To identify metals’ different biochemical and geochemical behaviors, Donat has studied trace concentrations in the waters of the Chesapeake Bay, the coastal western North Atlantic, the western South Atlantic, the North and South Pacific and local Virginia lakes. He compares the effort to medical school studies. To understand human disease, would-be physicians should understand how the body works and how bodily systems interact. The same is true for anyone who studies complex ecosystems.

“My philosophy is, if you want to understand human effects on the environment, you need to understand the natural system in the same way a doctor goes to school to learn about anatomy and physiology,” Donat avers. “We need to know natural systems in order to know what’s unnatural.”

According to Donat’s analysis, the Chesapeake Bay itself isn’t troubled by high concentrations of toxic metals. Overall, sampled amounts of copper, cadmium and zinc are present in very low amounts. But Donat cautions that there are some areas in the Bay where the concentrations are high enough to cause concern. And even low levels may have as-yet-unknown effects in a body of water as large and ecologically varied as the Bay.

“I don’t know that the health of the Bay is governed by metals,” he says. “There may be other pollutants — nutrients and organics, for example — that play a far greater role.”

Despite years of investigations, Donat says that he and his colleagues are only beginning to understand the roles metals play in water. Questions remain. Do seasonal changes affect concentrations of metals? How do geography and location influence distribution? How do metals, trace or otherwise, synergistically interact with living systems? Can the results of investigations in the Chesapeake Bay be applied to other waterways and watersheds?

Several studies have indicated that some metals can trigger toxic algae blooms. Last summer, Donat traveled to Brazil, Chile and Uruguay to establish collaborations with biological oceanographers working on damaging algal infestations known as “red tides,” to see if metals are partly to blame. Thus far, results are inconclusive, although concentrations of copper or iron elsewhere in the Americas have been known to kill beneficial algae, allowing their marine-damaging toxic kin to take hold. With colleagues from the State University of New York at Stony Brook and the University of Delaware, Donat is also studying the influences of trace metal concentrations on so-called brown tides in Long Island Sound.

WHAT TO WORK ON
[A] Which countries did Donat travel to last summer, according to the passage on trace metals in water?
[B] In the passage on trace metals in water, which two institutions are Donat's colleagues from in the study of brown tides in Long Island Sound?
[C] Could you carry on the passage on trace metals in water from the point where it stops?

Dataset entries
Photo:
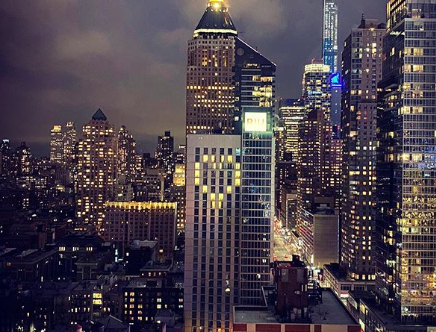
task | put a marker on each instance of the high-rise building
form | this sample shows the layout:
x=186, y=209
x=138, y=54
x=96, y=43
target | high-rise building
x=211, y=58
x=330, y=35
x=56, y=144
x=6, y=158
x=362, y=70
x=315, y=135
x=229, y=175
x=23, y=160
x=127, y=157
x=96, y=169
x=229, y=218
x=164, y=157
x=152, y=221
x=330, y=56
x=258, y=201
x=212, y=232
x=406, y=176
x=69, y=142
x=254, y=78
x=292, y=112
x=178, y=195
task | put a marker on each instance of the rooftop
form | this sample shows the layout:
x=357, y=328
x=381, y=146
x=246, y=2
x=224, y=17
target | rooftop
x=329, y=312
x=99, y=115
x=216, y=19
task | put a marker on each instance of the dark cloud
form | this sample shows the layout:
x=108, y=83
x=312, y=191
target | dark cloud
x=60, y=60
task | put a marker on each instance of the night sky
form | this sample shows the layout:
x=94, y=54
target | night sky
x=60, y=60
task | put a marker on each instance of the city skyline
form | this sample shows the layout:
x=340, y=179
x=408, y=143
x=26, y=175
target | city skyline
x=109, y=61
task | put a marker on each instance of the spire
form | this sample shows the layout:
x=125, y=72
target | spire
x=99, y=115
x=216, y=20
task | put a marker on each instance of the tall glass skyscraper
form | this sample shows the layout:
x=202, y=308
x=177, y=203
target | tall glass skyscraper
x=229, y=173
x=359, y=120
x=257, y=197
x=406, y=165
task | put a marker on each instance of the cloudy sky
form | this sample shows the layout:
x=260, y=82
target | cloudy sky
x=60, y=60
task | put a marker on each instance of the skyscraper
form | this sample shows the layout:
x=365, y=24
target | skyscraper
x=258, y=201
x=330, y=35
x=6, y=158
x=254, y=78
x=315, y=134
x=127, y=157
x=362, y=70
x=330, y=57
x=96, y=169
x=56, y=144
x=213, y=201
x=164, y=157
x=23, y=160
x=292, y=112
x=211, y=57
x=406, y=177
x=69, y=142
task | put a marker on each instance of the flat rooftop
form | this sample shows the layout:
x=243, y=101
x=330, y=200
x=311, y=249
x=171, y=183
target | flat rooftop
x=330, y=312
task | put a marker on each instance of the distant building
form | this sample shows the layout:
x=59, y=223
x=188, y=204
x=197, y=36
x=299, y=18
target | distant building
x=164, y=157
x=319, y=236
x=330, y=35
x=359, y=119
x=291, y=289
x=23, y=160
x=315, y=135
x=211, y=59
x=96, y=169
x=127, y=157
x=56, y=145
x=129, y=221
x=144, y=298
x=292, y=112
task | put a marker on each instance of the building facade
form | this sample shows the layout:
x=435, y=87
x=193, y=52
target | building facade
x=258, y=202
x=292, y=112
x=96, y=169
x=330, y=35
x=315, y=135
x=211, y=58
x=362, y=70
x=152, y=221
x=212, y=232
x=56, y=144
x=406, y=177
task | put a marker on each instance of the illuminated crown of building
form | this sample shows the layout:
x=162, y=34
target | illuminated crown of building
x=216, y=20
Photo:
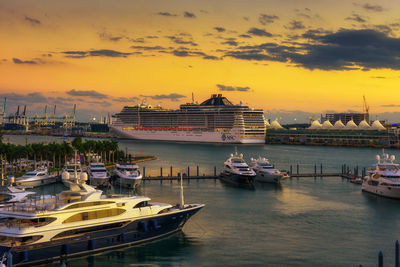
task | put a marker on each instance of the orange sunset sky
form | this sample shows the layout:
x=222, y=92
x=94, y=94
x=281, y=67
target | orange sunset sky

...

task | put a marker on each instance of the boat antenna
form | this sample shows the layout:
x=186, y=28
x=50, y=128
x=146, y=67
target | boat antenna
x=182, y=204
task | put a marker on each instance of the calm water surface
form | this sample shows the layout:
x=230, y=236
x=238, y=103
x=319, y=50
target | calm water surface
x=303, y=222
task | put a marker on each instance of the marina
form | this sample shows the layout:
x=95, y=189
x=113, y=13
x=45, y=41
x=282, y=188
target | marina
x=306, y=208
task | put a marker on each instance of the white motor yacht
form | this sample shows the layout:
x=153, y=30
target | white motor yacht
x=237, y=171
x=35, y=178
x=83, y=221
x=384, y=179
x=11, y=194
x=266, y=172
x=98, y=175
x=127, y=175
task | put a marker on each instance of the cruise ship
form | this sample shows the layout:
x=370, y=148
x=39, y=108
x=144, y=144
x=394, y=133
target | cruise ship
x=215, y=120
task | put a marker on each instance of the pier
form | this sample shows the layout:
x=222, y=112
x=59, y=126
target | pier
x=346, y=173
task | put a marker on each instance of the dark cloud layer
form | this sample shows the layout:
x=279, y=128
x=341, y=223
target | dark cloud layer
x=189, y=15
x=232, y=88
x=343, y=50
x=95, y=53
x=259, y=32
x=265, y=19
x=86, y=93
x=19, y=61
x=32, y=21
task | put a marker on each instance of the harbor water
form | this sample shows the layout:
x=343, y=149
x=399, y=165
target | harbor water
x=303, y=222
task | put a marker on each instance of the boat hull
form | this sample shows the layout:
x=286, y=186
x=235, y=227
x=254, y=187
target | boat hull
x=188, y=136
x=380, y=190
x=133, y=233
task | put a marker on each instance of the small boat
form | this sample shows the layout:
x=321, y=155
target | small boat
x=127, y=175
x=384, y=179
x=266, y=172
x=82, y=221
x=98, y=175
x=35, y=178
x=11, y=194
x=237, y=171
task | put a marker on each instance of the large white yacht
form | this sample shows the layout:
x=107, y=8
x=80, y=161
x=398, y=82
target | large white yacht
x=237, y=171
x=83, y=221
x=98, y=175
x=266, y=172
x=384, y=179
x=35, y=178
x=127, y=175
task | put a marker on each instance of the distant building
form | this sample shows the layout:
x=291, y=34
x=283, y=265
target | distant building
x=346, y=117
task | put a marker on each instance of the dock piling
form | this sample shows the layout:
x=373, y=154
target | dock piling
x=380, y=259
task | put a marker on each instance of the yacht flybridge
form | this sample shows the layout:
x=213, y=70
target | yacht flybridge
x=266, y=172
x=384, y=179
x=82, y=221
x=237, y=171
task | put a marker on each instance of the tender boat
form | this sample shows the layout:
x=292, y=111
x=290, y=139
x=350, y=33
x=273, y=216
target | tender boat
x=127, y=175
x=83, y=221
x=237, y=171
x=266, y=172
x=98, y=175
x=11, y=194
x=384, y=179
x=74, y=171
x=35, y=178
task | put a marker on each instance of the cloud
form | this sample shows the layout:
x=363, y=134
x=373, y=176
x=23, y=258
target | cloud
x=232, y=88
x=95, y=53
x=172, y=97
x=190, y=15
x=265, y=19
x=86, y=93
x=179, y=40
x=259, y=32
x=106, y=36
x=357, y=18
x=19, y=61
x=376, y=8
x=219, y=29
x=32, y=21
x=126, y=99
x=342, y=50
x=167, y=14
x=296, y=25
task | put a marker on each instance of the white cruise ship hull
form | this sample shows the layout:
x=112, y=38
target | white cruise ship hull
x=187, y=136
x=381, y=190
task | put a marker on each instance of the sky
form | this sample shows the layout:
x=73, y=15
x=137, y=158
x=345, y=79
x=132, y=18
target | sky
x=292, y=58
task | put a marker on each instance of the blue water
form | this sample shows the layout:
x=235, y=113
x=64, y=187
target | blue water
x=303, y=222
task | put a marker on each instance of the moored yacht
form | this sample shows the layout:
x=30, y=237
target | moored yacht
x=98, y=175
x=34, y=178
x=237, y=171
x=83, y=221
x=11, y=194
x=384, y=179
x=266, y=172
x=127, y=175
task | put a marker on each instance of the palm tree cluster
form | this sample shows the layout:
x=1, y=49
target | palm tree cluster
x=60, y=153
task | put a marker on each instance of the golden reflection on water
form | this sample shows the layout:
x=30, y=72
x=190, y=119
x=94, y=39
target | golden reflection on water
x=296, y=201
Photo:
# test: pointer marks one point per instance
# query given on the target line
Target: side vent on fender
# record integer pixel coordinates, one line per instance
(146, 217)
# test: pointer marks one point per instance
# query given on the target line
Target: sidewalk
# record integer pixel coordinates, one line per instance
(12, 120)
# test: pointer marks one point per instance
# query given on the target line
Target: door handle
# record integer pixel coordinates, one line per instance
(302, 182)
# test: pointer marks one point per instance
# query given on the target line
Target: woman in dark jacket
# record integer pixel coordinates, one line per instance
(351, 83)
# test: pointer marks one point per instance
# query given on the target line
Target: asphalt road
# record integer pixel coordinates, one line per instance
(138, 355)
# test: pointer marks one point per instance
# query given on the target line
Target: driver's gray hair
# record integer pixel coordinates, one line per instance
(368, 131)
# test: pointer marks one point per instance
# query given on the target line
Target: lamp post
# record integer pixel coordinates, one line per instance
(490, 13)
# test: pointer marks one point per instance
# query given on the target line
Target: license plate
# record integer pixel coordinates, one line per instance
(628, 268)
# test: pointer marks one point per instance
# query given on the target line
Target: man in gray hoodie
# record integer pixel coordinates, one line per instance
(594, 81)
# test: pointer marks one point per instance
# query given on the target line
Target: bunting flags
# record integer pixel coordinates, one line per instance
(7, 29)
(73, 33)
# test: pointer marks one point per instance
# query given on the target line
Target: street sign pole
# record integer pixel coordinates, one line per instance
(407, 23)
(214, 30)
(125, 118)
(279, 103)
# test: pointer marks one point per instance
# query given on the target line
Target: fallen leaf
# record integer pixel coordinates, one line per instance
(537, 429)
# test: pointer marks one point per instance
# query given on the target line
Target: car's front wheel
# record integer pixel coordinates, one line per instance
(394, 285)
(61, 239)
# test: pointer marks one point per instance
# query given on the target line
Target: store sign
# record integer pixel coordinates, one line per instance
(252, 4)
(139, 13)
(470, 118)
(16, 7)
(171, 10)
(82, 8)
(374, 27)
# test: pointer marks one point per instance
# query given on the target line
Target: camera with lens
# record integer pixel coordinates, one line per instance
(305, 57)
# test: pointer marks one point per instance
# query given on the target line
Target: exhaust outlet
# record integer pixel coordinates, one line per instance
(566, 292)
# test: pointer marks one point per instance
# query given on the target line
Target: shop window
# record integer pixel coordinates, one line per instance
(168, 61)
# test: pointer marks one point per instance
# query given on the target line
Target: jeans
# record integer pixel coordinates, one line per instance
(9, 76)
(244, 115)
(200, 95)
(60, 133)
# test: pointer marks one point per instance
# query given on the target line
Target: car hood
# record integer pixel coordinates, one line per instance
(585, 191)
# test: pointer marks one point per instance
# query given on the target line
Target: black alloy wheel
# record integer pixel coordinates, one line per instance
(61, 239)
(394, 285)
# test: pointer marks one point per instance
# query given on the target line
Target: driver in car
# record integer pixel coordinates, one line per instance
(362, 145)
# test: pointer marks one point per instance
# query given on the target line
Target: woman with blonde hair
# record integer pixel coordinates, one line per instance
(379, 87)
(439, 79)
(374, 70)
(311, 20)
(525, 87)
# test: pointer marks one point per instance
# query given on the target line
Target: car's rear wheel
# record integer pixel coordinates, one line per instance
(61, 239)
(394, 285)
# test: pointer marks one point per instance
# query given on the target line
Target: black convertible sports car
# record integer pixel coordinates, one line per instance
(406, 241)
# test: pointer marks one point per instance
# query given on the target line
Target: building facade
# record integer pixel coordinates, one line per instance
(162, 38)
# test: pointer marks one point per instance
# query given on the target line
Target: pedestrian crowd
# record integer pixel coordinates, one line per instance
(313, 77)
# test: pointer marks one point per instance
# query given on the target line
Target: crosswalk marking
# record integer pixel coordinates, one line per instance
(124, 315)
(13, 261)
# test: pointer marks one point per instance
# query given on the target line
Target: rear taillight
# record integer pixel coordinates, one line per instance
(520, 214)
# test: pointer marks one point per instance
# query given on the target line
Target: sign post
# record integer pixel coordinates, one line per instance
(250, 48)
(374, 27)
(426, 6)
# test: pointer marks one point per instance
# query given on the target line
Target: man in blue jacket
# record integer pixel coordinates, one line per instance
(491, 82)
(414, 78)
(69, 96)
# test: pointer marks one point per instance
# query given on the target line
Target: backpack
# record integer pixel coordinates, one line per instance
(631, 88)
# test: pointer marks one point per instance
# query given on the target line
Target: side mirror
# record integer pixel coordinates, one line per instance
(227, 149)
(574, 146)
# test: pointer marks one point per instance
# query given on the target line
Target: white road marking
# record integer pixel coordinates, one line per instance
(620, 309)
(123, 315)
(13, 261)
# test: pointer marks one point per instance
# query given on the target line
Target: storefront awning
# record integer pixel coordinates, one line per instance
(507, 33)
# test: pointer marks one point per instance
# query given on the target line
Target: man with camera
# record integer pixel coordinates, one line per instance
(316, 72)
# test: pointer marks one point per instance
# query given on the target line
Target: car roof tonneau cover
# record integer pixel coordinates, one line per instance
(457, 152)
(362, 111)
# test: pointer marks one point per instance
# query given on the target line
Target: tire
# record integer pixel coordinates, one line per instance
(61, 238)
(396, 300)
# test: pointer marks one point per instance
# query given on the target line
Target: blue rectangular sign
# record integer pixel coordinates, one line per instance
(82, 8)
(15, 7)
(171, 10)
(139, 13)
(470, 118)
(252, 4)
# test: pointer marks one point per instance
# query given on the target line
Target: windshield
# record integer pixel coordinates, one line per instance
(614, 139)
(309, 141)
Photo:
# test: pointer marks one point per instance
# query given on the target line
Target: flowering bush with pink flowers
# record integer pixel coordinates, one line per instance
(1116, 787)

==

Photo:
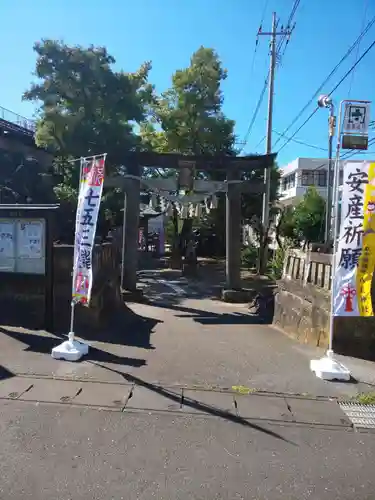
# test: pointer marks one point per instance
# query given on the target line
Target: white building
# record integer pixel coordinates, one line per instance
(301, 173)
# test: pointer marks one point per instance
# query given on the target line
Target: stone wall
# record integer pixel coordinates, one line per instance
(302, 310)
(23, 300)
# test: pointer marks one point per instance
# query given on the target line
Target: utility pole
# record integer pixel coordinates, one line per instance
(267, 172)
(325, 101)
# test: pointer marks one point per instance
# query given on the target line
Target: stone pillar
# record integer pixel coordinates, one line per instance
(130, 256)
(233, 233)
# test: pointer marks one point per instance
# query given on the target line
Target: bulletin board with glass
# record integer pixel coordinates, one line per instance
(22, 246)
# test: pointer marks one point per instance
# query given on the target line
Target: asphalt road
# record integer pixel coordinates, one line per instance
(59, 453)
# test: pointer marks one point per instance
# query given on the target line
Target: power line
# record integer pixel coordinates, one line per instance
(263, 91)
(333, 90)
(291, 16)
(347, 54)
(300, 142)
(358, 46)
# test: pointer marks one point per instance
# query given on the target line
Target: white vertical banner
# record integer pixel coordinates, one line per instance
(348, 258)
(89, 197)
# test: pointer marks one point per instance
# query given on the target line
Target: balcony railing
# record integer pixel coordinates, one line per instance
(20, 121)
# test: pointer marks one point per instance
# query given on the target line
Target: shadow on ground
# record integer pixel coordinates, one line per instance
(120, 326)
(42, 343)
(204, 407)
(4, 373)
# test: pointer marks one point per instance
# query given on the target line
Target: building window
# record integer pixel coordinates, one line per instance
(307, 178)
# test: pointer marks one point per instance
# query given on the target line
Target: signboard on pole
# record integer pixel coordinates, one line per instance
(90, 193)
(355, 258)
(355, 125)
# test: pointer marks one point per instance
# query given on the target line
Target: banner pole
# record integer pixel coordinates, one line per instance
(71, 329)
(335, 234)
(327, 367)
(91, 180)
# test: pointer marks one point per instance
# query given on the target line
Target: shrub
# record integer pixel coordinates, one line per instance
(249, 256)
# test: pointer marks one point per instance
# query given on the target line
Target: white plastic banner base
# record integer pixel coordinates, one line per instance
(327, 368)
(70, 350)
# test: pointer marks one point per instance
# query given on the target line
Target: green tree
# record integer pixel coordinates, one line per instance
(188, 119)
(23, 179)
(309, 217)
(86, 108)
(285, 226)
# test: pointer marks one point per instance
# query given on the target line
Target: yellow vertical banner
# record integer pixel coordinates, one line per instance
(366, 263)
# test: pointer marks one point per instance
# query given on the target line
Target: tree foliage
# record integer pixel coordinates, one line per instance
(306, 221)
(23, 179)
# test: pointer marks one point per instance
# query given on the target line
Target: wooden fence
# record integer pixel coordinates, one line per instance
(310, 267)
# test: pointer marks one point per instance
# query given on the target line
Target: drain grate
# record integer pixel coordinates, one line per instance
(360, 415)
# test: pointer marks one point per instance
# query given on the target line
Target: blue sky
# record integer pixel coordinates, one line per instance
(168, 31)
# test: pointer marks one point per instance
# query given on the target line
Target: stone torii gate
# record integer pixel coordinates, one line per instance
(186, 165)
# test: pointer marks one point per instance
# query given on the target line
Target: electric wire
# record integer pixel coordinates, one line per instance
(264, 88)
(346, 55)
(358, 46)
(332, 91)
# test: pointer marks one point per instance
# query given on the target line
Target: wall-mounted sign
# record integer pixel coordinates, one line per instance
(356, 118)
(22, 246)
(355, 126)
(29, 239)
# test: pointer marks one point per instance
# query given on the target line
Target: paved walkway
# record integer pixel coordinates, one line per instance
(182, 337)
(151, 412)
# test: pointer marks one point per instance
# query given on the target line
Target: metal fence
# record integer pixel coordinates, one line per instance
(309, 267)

PER-TASK OUTPUTS
[A] Brazil, Chile, Uruguay

[B] The State University of New York at Stony Brook and the University of Delaware.

[C]
Waste and Cures

Many, but not all, ills that plague coastal waters can be traced to the development of modern industrial society. Donat concedes that wealth creates waste, especially of the polluting variety, but suggests that environmentally damaging behavior is not limited to humans.

“The Earth has never been a Garden of Eden. When the Earth was first formed it was a pretty nasty place for life as we know it today — poison air, no oxygen,” he says. “Natural processes put in metals and harmful organic substances. Even today, natural agents and processes like volcanoes, weathering by rivers, and animals introduce potentially harmful substances into the environment. Humans are not the boogeyman. But we do need to act responsibly and find ways to reduce our wastes and their potential environmental effects.”

The key to striking a balance, Donat believes, is to rachet human-discharged metals down to natural concentrations. Environmental regulations should also be rewritten when necessary to direct behavior based on the scientific community’s latest, best-validated findings. Manufacturers should be included as partners in the process.

“It’s impossible for certain companies to keep metals out of their wastewater,” Donat contends. “Metals are a natural component of water everywhere. Bottled water has metals. Tap water has metals. The trick is to reduce them to concentrations low enough so that no one is harmed.”

If there is one rule to dealing with the environment, Donat believes, it comes from the ancient healers’ code: First, do no harm. And clean up after yourself.

“We all have to drink, sleep and live. Those activities produce waste,” Donat says. “We’ll never get to the state of producing no waste. The best we can hope for is to get to the stage of recycling most, maybe all, of our waste. And polluting as little as possible, or not at all.”